Registering at City Hall: 住民票, My Number, Insurance, and Pension
Last verified: 2026-06
The short answer
City hall is where you go from “just arrived” to “registered resident,” and one visit does most of the heavy lifting: filing your moving-in notification ( 転入届 ) creates your 住民票 , which in turn starts your My Number and your enrollment in health insurance and pension. Bring your 在留カード — and, if you moved from another Japanese city, your 転出証明書 — and do it within 14 days. You can register a seal while you're there too. One thing to know as a US person: this registration is the moment you become a Japanese tax resident. This is general information, not legal or tax advice.
The one visit that unlocks everyday life
City hall — your municipal or ward office — is where you become a registered resident, and almost everything else in your first weeks depends on it. Filing your moving-in notification creates your 住民票 (resident record), and from there flow your My Number, health insurance, pension, and — if you want one — a registered seal. Much of it can be done in a single trip, the legal deadline is 14 days, and how much you personally have to do depends partly on whether an employer is handling some of it for you.
What to bring
It depends on where you came from:
- Arriving from abroad: your passport and your 在留カード. If your card is being mailed (because you didn’t enter through one of the card-issuing airports), bring the passport — and note the card will be sent to the address you register here.
- Moving from another Japanese municipality: first file a 転出届 at your old city and collect the 転出証明書 (moving-out certificate); bring that, plus your residence card. (A move within the same municipality is a 転居届 and needs no certificate.)
- Registering family together: original documents proving the relationship — birth or marriage certificates from your home country — with a Japanese translation.
The 転入届 form itself is filled in at the counter.
Step 1 — Your address and the resident register (住民票)

DATA PROVIDED —

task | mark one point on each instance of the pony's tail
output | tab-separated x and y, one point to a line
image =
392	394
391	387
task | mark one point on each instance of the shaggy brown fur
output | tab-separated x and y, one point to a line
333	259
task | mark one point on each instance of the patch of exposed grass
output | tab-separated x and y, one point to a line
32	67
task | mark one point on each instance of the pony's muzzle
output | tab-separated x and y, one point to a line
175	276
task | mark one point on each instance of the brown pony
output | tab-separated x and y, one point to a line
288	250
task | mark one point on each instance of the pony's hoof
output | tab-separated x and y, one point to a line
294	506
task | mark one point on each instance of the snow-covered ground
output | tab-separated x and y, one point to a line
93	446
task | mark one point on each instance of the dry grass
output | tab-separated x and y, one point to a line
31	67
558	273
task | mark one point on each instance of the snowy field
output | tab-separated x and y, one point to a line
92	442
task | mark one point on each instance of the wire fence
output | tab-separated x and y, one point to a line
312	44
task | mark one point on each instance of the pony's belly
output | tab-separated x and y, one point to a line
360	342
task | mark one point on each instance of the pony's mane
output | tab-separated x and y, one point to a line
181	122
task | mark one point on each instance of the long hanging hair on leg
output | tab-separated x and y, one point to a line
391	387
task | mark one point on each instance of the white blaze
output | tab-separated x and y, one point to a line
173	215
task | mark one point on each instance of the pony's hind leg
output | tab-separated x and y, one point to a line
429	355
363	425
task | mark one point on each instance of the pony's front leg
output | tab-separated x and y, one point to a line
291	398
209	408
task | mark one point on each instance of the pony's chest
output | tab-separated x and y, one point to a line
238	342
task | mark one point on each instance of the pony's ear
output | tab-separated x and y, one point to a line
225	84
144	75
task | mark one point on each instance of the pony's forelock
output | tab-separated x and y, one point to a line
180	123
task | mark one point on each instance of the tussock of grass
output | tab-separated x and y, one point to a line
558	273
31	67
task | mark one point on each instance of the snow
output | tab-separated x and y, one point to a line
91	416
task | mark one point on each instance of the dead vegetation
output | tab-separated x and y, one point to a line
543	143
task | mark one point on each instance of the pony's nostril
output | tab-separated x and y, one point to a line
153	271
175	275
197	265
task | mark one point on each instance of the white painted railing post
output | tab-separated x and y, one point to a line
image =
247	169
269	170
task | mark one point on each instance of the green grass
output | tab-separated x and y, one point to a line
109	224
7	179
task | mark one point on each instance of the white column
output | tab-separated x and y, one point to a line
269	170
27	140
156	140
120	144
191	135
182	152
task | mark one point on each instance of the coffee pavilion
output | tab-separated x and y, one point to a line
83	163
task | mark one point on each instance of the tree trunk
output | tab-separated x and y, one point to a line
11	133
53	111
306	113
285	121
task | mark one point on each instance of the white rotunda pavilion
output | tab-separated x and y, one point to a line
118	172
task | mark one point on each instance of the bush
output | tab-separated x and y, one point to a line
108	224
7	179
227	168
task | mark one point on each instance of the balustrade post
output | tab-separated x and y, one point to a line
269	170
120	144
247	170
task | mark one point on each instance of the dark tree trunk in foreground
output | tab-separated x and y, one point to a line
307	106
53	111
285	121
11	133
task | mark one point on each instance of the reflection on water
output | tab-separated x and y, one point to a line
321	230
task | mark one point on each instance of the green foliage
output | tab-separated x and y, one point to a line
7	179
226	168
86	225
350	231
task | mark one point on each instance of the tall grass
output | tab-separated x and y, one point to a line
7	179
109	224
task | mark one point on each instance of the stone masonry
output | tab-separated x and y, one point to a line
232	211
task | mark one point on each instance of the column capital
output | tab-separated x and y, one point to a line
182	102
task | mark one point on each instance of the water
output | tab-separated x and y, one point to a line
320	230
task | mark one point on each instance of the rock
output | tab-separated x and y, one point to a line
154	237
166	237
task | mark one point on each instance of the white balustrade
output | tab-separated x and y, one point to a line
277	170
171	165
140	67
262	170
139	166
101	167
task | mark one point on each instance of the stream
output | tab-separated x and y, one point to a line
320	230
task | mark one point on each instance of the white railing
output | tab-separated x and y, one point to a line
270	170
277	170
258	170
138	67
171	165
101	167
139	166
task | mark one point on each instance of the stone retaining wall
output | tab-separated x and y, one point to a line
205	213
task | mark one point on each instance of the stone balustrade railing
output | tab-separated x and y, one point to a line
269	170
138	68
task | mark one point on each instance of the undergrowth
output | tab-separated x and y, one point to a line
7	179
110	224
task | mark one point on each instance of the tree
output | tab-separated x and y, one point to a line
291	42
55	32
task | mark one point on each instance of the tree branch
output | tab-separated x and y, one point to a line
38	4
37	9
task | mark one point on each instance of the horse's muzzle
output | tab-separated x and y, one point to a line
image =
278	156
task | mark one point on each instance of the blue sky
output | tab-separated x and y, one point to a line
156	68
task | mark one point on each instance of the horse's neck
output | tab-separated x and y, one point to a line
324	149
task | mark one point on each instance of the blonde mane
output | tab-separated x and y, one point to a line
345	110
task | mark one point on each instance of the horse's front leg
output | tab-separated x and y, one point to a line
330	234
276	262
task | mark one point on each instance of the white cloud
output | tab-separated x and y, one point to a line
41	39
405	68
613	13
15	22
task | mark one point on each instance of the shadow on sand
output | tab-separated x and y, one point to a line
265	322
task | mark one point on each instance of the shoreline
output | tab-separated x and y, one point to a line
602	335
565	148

==

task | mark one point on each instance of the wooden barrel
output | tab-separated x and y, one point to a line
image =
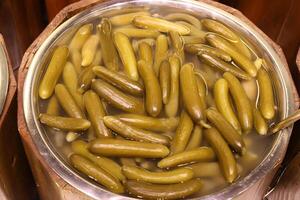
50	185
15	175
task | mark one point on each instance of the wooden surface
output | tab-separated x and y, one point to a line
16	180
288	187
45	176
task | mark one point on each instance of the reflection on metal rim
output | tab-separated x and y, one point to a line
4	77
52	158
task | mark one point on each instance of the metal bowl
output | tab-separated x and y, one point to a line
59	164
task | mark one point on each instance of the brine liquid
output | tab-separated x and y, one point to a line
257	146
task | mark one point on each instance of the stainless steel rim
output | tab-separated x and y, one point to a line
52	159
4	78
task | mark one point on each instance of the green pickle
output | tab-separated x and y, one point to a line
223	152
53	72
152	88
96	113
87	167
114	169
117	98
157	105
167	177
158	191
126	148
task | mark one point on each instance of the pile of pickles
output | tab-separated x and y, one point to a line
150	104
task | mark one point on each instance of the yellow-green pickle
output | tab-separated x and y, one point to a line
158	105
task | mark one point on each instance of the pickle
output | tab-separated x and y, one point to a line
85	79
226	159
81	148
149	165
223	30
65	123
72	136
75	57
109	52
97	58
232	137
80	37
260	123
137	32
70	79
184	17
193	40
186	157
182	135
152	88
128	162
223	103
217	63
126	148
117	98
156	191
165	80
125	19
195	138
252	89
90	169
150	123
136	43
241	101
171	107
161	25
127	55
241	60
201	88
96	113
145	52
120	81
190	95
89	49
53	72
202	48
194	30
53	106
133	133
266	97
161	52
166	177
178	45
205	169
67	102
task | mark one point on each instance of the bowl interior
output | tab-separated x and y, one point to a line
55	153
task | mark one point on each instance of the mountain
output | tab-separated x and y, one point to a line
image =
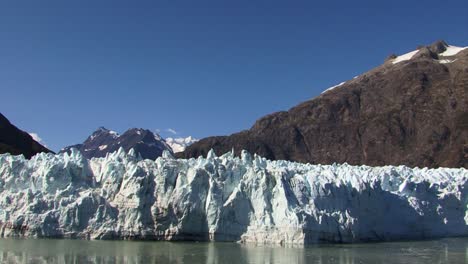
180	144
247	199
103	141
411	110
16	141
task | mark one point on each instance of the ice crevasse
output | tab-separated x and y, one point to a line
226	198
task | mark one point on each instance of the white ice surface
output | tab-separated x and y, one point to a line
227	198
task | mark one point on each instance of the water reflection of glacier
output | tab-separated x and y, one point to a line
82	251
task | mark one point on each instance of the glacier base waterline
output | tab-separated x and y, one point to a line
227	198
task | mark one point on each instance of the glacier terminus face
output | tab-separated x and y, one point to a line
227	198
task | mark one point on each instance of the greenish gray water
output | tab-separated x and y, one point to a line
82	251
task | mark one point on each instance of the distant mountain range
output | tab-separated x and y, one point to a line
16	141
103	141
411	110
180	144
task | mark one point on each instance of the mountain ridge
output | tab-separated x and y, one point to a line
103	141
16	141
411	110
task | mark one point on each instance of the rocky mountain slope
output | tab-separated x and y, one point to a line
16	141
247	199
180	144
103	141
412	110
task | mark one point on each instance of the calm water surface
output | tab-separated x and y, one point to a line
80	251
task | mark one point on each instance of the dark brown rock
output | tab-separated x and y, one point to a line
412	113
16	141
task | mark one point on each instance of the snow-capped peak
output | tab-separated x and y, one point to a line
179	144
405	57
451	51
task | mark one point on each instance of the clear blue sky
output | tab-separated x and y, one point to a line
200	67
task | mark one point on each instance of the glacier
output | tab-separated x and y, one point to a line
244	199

OBJECTIVES —
(1) List every line of the rows that contains the word "wooden".
(2) Extend the guide to registering at a Japanese city hall, picking up right after its last line.

RESULTS FOR EACH TASK —
(1)
task | mark one point on each instance of the wooden barrel
task | mark one point on each instance of the wooden surface

(2)
Filing the 転入届 puts you (and your 世帯, or household) onto the 住民票 — the master record that other procedures read from. While you’re there, you can request copies of your 住民票 for things like opening a bank account.
For a US person, this step carries a hidden significance: the date you register is, in practice, when you become a Japanese tax resident — it starts the Japanese national and local tax clocks, alongside your continuing US obligations (see Filing US Taxes from Japan). People here under SOFA status don’t register a 住民票 at all — see SOFA Status in Japan.
Step 2 — My Number
A few weeks after you register, a paper 個人番号通知書 arrives in the mail with your 12-digit My Number. Keep it — but know that it’s only a notification: it can’t serve as photo ID or as proof of your number on its own.
The マイナンバーカード (My Number Card) is optional and applied for separately, and it’s worth getting: it’s an official photo ID, it unlocks online government services and e-Tax, and it now also works as your health-insurance card. You can start the application at this same visit or later.
Step 3 — Health insurance
Coverage is mandatory — everyone must be on a public plan.
- Employees: your employer enrolls you in 健康保険 — nothing to do at city hall.
- Everyone else (self-employed, or not covered through an employer): enroll in 国民健康保険 here, within 14 days.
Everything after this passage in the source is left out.